What the task asks: Search the records below for "Could you spot the chimney". Return that line and all remaining lines exactly.

Stored data
____

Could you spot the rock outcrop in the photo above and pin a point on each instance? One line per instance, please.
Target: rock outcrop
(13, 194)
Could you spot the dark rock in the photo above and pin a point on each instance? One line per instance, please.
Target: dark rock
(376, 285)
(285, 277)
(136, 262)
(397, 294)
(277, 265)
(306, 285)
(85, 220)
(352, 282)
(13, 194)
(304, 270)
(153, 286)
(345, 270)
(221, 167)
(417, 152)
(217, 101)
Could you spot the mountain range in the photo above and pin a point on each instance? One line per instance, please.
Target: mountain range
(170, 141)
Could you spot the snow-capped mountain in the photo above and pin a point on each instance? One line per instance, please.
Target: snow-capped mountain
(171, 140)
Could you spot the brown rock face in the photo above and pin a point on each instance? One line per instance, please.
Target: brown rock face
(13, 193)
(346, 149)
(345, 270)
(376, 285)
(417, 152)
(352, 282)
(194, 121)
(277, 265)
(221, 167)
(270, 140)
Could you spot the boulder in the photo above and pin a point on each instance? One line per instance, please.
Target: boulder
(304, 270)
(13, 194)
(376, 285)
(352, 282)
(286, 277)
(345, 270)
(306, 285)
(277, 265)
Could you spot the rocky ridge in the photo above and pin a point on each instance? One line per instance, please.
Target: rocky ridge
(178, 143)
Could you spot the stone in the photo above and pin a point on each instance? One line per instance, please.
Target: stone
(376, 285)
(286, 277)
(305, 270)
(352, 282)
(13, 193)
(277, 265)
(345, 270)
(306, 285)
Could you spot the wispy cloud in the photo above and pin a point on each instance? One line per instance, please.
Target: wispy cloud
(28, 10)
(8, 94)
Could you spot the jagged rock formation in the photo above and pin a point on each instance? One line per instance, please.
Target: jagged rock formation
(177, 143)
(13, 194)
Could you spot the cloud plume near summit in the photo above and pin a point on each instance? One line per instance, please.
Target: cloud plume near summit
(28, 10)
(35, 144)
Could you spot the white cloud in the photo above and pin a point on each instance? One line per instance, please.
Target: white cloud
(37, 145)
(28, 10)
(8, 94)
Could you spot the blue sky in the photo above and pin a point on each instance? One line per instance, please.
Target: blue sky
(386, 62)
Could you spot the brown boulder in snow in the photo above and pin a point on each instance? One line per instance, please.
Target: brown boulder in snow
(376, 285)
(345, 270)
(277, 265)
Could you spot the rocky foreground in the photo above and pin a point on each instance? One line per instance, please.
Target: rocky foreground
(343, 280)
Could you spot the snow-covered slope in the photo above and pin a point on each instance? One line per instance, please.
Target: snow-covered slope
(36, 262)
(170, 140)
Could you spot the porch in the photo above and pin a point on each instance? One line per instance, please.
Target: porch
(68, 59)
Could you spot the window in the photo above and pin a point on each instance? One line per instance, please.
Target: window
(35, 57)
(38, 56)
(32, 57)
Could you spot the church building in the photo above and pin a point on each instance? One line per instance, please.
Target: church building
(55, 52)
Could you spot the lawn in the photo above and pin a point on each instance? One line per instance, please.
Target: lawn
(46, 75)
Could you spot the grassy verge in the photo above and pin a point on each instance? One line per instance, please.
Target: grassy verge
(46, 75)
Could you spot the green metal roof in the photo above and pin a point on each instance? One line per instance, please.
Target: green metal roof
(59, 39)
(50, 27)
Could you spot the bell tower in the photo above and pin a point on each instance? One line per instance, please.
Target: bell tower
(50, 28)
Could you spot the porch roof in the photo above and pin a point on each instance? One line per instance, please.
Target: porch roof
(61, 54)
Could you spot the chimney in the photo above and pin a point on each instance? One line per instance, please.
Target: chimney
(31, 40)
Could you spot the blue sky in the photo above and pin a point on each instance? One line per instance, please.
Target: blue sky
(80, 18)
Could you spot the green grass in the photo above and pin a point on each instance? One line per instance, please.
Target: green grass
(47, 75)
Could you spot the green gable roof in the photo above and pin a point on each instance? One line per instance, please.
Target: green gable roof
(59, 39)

____

Answer below:
Could you spot the chimney in the photo above and pin a point on each instance? One line per instance, please.
Target: chimney
(31, 40)
Could you spot the blue sky in the photo above and pin a point on each instance? One line per instance, please.
Target: blue sky
(80, 18)
Could you spot the green grass in the photo above and pin a point on each instance? One line per instance, please.
Target: green grass
(47, 75)
Could you spot the green gable roof in the photo above and pin a point on each instance? One line per instance, please.
Target: green gable roof
(59, 39)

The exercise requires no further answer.